### SHORT EXERCISE
Rewrite each of the items below with "locate every instance of" replaced by "mark each occurrence of" and everything else left as it is. Leave the pictures out of your version.

[Image annotation data]
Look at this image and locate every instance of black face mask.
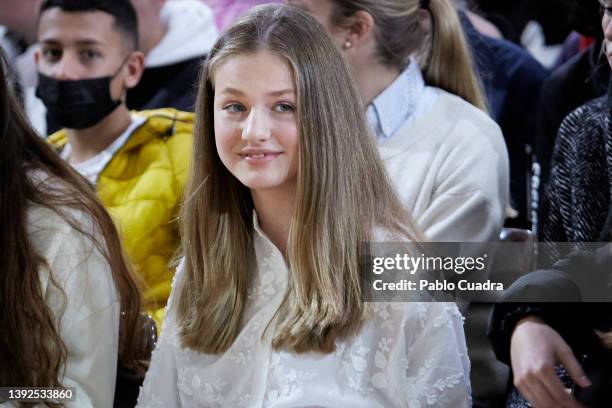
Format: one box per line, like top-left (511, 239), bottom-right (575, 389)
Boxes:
top-left (36, 62), bottom-right (125, 129)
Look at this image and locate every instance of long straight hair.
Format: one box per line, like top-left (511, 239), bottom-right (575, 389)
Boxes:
top-left (330, 0), bottom-right (488, 112)
top-left (0, 50), bottom-right (144, 387)
top-left (176, 5), bottom-right (420, 353)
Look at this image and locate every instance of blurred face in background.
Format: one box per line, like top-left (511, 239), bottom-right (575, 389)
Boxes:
top-left (0, 0), bottom-right (42, 44)
top-left (35, 7), bottom-right (141, 99)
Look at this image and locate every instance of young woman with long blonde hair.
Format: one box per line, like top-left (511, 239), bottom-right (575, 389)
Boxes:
top-left (139, 5), bottom-right (470, 408)
top-left (289, 0), bottom-right (509, 242)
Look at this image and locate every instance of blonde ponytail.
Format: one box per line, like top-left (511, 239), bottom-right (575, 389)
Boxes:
top-left (331, 0), bottom-right (488, 112)
top-left (423, 0), bottom-right (488, 112)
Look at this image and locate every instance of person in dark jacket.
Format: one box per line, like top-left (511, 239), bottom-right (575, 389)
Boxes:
top-left (489, 244), bottom-right (612, 408)
top-left (489, 0), bottom-right (612, 408)
top-left (127, 0), bottom-right (217, 112)
top-left (531, 0), bottom-right (610, 236)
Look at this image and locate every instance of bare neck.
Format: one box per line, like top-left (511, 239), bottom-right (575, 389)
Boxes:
top-left (251, 188), bottom-right (295, 256)
top-left (66, 104), bottom-right (132, 164)
top-left (352, 60), bottom-right (401, 105)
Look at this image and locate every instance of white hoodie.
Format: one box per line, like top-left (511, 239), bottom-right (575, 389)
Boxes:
top-left (145, 0), bottom-right (218, 68)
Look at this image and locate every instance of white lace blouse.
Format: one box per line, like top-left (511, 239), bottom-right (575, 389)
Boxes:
top-left (138, 222), bottom-right (471, 408)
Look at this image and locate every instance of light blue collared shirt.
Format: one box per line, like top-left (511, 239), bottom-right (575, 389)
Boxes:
top-left (366, 58), bottom-right (438, 143)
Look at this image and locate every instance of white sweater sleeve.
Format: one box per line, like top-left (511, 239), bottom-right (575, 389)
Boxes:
top-left (41, 210), bottom-right (120, 408)
top-left (136, 262), bottom-right (183, 408)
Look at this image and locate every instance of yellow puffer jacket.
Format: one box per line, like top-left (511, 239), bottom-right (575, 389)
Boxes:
top-left (49, 109), bottom-right (193, 327)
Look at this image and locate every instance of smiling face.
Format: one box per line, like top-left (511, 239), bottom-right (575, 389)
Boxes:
top-left (213, 51), bottom-right (299, 194)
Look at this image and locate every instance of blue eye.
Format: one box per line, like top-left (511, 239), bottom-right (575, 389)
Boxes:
top-left (274, 103), bottom-right (295, 113)
top-left (223, 103), bottom-right (246, 113)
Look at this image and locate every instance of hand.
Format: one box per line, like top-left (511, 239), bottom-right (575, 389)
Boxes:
top-left (510, 316), bottom-right (591, 408)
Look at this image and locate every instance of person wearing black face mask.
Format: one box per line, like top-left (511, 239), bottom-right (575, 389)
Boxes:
top-left (36, 56), bottom-right (130, 129)
top-left (35, 0), bottom-right (193, 404)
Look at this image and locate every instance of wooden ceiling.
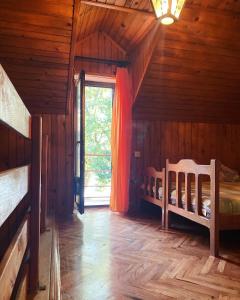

### RESULT OF THIS EXERCISE
Look at this image and mark each occurrence of black face mask.
Format: one box per line, like top-left (511, 239), bottom-right (575, 389)
Boxes:
top-left (36, 62), bottom-right (125, 129)
Look at this image and mark each occurrence of long straight hair.
Format: one box per line, like top-left (511, 239), bottom-right (575, 389)
Boxes:
top-left (330, 0), bottom-right (488, 112)
top-left (0, 50), bottom-right (144, 387)
top-left (176, 5), bottom-right (420, 353)
Look at this image and mark each occurrence of blurred face in background.
Format: one box per line, like top-left (511, 239), bottom-right (575, 389)
Boxes:
top-left (0, 0), bottom-right (42, 44)
top-left (35, 7), bottom-right (141, 99)
Look at this image and mark each occurrence of young woman with long blonde hair.
Format: one box per line, like top-left (511, 239), bottom-right (575, 389)
Boxes:
top-left (139, 5), bottom-right (470, 408)
top-left (289, 0), bottom-right (509, 242)
Look at this image and mark each occurrence of blonde ponytail.
Format: one box per line, like top-left (511, 239), bottom-right (575, 389)
Boxes:
top-left (331, 0), bottom-right (488, 112)
top-left (423, 0), bottom-right (488, 112)
Look at this image and mark each occurrence of person in dark jacket.
Format: one box per line, like top-left (511, 239), bottom-right (575, 389)
Boxes:
top-left (489, 244), bottom-right (612, 408)
top-left (489, 0), bottom-right (612, 408)
top-left (127, 0), bottom-right (217, 112)
top-left (531, 0), bottom-right (610, 236)
Look at this image and mark each occurrence of bare neck.
Format: one box per line, like top-left (511, 239), bottom-right (575, 389)
Boxes:
top-left (251, 188), bottom-right (295, 256)
top-left (66, 104), bottom-right (132, 164)
top-left (352, 60), bottom-right (401, 105)
Look at this image and mark each occurrence of white hoodie.
Format: one box per line, like top-left (511, 239), bottom-right (575, 389)
Boxes:
top-left (145, 0), bottom-right (218, 68)
Look at this image and mark each occurrence of white lace blouse.
Format: one box per line, like top-left (511, 239), bottom-right (575, 389)
Boxes:
top-left (138, 222), bottom-right (471, 408)
Look at this image and mark each occurrence of light blue collared shirt.
Format: one box per line, like top-left (511, 239), bottom-right (575, 389)
Boxes:
top-left (366, 58), bottom-right (438, 143)
Look at this image and mark each occurrence of white sweater sleeve.
Format: one box per line, like top-left (511, 239), bottom-right (575, 389)
Boxes:
top-left (41, 210), bottom-right (120, 408)
top-left (136, 262), bottom-right (183, 408)
Look at this image and mark each occurrence of yellow puffer jacket.
Format: one box per line, like top-left (511, 239), bottom-right (575, 389)
Boxes:
top-left (49, 109), bottom-right (193, 327)
Look at this image and mark each occurrence of smiling face.
Format: one box per line, like top-left (511, 239), bottom-right (575, 389)
Boxes:
top-left (213, 51), bottom-right (299, 194)
Look at this image and mark each occurrence of blue eye.
Format: one box per line, like top-left (511, 239), bottom-right (575, 389)
Boxes:
top-left (274, 103), bottom-right (295, 113)
top-left (223, 103), bottom-right (246, 113)
Look at this image and mark each occurrence of hand.
Format: one box per line, like top-left (511, 239), bottom-right (575, 389)
Boxes:
top-left (510, 316), bottom-right (591, 408)
Look at this image and mark each occurrence of person wearing black face mask.
Format: one box per line, like top-left (511, 239), bottom-right (575, 389)
Boxes:
top-left (36, 56), bottom-right (130, 129)
top-left (35, 0), bottom-right (193, 404)
Look at this image and mark each occurrence of wooden ceiling.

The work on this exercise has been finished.